What is required => Please restate, word for word, each line from the one containing "Note: spot the long" through the end of the entries below.

►

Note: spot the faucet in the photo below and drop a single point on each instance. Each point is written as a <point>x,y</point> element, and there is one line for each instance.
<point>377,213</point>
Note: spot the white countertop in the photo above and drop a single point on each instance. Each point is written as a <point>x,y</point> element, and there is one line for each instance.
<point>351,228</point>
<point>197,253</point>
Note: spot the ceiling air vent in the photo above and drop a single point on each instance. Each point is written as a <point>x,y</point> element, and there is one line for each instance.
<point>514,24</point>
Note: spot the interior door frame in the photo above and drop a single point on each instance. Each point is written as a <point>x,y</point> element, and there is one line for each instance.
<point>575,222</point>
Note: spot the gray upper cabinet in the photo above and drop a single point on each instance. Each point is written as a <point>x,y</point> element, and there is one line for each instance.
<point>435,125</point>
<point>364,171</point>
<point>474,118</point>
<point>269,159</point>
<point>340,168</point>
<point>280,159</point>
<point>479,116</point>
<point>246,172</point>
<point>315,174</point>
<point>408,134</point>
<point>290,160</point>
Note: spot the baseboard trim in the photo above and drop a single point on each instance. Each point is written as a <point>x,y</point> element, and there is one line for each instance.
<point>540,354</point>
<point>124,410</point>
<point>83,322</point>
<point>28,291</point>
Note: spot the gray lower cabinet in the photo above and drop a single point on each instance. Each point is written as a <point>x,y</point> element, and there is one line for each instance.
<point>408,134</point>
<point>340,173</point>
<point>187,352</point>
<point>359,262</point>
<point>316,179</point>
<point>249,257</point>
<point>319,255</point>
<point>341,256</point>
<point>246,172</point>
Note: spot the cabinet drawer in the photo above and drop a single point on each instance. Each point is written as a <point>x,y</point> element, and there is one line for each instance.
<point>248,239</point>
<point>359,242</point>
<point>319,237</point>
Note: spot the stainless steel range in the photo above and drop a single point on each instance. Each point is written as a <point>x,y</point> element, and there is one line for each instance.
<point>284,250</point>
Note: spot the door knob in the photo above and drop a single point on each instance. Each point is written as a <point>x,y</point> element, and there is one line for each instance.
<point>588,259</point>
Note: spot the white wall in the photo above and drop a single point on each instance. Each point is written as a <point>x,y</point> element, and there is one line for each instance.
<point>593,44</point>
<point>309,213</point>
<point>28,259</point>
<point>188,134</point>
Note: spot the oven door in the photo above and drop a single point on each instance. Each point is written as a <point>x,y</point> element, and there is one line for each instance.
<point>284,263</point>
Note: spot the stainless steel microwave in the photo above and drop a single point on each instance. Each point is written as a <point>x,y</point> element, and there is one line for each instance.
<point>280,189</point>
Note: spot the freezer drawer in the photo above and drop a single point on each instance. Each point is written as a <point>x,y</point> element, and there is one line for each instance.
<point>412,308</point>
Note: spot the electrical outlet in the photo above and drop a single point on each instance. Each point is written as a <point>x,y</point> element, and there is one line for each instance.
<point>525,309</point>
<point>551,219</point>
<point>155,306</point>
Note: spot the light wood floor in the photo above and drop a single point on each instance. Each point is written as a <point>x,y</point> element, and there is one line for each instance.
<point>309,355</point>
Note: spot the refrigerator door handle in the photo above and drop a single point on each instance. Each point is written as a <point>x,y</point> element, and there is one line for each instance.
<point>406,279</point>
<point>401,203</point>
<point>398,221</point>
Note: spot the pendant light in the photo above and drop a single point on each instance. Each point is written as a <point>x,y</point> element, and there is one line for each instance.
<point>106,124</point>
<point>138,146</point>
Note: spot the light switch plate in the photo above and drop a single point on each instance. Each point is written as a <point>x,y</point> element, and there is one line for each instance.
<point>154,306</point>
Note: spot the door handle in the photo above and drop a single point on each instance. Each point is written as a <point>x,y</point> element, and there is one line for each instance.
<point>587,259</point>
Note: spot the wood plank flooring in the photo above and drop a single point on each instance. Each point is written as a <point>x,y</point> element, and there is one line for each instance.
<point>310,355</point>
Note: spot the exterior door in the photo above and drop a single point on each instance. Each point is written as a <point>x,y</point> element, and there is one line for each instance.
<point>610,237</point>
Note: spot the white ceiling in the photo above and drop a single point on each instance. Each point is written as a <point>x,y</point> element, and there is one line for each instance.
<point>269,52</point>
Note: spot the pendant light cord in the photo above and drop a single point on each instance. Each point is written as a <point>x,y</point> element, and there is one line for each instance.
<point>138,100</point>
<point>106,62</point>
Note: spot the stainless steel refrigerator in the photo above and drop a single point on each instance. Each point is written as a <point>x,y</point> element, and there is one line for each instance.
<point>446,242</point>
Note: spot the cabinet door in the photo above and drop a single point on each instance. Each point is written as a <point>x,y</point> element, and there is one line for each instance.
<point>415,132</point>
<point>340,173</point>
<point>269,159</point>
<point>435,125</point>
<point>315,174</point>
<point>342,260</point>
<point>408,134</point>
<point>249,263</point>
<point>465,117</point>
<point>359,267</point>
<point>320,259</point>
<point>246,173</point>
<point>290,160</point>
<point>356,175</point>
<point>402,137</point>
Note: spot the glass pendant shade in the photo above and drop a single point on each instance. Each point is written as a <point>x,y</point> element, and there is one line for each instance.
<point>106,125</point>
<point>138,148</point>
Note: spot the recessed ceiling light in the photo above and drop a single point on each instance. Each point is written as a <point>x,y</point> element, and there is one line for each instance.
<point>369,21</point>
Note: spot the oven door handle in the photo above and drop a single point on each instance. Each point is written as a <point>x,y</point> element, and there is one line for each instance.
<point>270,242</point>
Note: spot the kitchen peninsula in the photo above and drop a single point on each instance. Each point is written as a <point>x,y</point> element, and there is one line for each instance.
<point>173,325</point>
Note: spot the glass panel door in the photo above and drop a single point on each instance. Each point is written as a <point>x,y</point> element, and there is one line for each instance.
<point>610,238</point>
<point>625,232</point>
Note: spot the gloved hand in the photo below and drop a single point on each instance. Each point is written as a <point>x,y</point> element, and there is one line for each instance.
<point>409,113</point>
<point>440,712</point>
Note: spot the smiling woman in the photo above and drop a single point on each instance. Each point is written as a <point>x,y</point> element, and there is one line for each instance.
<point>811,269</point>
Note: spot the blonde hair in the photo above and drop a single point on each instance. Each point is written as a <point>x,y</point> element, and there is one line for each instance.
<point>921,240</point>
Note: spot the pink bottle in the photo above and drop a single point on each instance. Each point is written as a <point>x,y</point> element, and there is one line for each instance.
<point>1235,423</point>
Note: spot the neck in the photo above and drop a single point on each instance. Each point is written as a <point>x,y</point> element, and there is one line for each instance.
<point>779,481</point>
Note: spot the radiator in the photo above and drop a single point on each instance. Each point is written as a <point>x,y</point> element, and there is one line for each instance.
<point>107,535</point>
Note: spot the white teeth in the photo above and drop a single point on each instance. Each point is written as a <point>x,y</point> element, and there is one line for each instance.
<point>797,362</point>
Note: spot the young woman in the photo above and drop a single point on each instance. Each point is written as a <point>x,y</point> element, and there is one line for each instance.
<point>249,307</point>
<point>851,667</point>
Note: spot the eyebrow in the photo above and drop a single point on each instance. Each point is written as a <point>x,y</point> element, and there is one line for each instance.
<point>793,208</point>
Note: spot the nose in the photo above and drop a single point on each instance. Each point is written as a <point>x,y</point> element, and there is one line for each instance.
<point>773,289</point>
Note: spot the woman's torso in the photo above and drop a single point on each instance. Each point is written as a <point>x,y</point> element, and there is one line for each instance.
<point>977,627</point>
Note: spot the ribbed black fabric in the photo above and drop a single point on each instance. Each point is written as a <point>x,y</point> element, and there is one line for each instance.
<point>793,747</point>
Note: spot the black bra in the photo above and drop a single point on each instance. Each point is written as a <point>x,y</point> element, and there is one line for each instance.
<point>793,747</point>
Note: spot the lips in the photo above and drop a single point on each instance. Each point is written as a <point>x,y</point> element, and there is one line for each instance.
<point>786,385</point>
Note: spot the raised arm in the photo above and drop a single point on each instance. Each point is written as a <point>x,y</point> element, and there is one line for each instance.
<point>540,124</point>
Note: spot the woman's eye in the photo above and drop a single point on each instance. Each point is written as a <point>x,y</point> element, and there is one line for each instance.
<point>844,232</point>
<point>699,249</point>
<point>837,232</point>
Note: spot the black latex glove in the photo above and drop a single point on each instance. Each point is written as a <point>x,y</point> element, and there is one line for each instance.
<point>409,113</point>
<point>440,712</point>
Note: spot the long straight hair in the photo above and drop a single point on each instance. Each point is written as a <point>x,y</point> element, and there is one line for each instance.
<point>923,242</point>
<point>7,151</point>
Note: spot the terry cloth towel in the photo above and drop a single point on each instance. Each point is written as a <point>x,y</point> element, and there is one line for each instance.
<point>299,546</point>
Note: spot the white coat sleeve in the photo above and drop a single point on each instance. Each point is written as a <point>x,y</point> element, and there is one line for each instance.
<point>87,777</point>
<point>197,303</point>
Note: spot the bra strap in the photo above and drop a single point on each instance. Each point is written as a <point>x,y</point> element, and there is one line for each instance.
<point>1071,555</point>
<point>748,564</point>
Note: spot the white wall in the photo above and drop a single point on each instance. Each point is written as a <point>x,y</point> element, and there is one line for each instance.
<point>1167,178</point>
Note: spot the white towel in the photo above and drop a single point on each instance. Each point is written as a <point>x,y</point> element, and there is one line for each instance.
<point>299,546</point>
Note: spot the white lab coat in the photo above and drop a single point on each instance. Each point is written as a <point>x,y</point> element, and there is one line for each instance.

◄

Task output =>
Note: spot the long straight hair in the photo above and drop a single point on each instance. Each point is written as a <point>x,y</point> element, and there is one line for each instance.
<point>923,242</point>
<point>7,151</point>
Note: spot the terry cloth towel in the photo above and drop a single point on each instance. Each point is written as a <point>x,y</point> element, and there is one line for each instance.
<point>299,546</point>
Note: spot the white coat sleeve in the photo above and drop a single point on each instance. Each point is written as a <point>x,y</point> element, and there is one line for each instance.
<point>87,777</point>
<point>197,303</point>
Note: spot the bra strap in the photo above and drop a single point on each instance. Each point is written as a <point>x,y</point> element, and there is one line for each instance.
<point>1071,555</point>
<point>748,564</point>
Note: spot the white wall in the photo above and drop a single point on each instance. Each point is written as a <point>x,y</point> element, and there is one line for each instance.
<point>1167,178</point>
Note: spot the white towel in the photo above and drop a single point on each instance. Each point is written as a <point>x,y</point> element, and there is one line for each instance.
<point>299,546</point>
Note: spot the white lab coat in the photo above and drop a single point on each instance. Each point is written as a <point>x,y</point> element, and there is one line for each instance.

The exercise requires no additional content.